* _Passage shown_

# 1/3 Life Crisis



## Eireog007 (10 Aug 2018)

Hi guys, as it’s my 32nd birthday today I’m having what I’m hoping adds up to being a 1/3 life crisis here. Looking for some general advice/information really. I apologise for what will probably be a long rambling message

The background on myself is a 32 year old recently married engineer moved back from Australia late last year and in a new job about 4 months now. As all the more pressing details of moving home, finding a job, getting married and finding a place to live and buying a car are finally sorted I’m starting to look into my financial planning. 

Basically I’m a pension novice as when I was in Australia it was mandatory to have a superannuation fund of 9% of your salary which the company provided and I never really paid too much attention to. Those separate funds which I’m working to consolidate are untouchable until I reach retirement age but are around €35,000 area when changed from dollars. As of yet I haven’t set up a pension plan here and the calculators online are throwing up very different numbers to my (probably completely wrong) excel calculations.

 As My wife and I are currently on €90,000 our max tax incentivised yearly input is €18,000 which we can just about swing. When I run the numbers of that until I am say 62 assuming a 4.5% interest I come up with €1,165,500 which if we took €40,000 a year would get me to 92 but when I run said numbers online they feed me back annual pension amounts of below €15,000. All this is with me ignoring the state pension as I have no clue what it will be or if it will still be a thing in 40 years time.

* _Provided material_

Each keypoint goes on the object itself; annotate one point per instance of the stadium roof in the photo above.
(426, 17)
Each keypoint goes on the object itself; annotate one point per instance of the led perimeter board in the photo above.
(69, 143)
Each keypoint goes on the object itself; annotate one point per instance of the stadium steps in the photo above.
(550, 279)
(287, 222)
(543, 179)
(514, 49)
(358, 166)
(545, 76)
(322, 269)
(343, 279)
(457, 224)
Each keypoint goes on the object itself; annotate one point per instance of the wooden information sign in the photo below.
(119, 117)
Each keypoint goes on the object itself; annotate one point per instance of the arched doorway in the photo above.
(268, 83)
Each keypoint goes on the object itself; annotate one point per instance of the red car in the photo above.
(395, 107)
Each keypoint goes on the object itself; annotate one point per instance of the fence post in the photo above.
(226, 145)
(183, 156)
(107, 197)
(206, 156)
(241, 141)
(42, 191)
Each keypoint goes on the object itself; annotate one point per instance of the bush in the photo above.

* _To be done_
- a) Print the passage of the pension thread from "The background on" up to and including "my financial planning.".
- b) According to the pension thread, what share of salary did the mandatory Australian superannuation fund take?
- c) Write the next part of the pension thread, picking up after its final sentence.

* _Results for the exercise_
- a)
The background on myself is a 32 year old recently married engineer moved back from Australia late last year and in a new job about 4 months now. As all the more pressing details of moving home, finding a job, getting married and finding a place to live and buying a car are finally sorted I’m starting to look into my financial planning.

- b) 9% of salary.

- c)
I guess the whole thing has me completely spun around. Simple questions like is ourprojected annual pension amount a % of our net or gross salary? Same with the % of our salary we are supposed to be contributing. Any help would be greatly appreciated and I’m sure I’ll have more questions when you answer my basic initial ones.


----------



## T McGibney (10 Aug 2018)

Welcome to AAM. Unfortunately I found your post hard to read. You should get more and better-quality feedback if you rephrase it using shorter and more concise sentences and less jargon.


----------



## Steven Barrett (10 Aug 2018)

Don't forget that €40,000 in 30 years time will not be worth the same as €40,000 today. With an inflation rate of 2% per annum, €40,000 a year would be the equivalent of €22,000 a year today. 

Not 100% sure where the online calculator amounts come from but you need to read the assumptions to see what percentages are used. They all use assumptions agreed with the Society of Actuaries and you can find the assumed returns are lower than expected or they may deduct higher charges than you will actually pay. 


Steven
www.bluewaterfp.ie


----------



## Ceist Beag (10 Aug 2018)

Just one point, most people I know who worked in Australia for a period got their superannuation fund returned to them when they came back to Ireland. Have you checked if you are eligible to have this returned rather than being unable to touch it until retirement age? These would have been people on a 1 year visa to Australia so maybe that is why they could get it back but just mentioning it in case it is relevant to you.


----------



## Eireog007 (10 Aug 2018)

T McGibney said:


> Welcome to AAM. Unfortunately I found your post hard to read. You should get more and better-quality feedback if you rephrase it using shorter and more concise sentences and less jargon.



Hey T McGibney, yeah sorry I hadn’t really planned out the message in my head which is why it probably seems a little garbled. I’ll try boil down to my key points and questions.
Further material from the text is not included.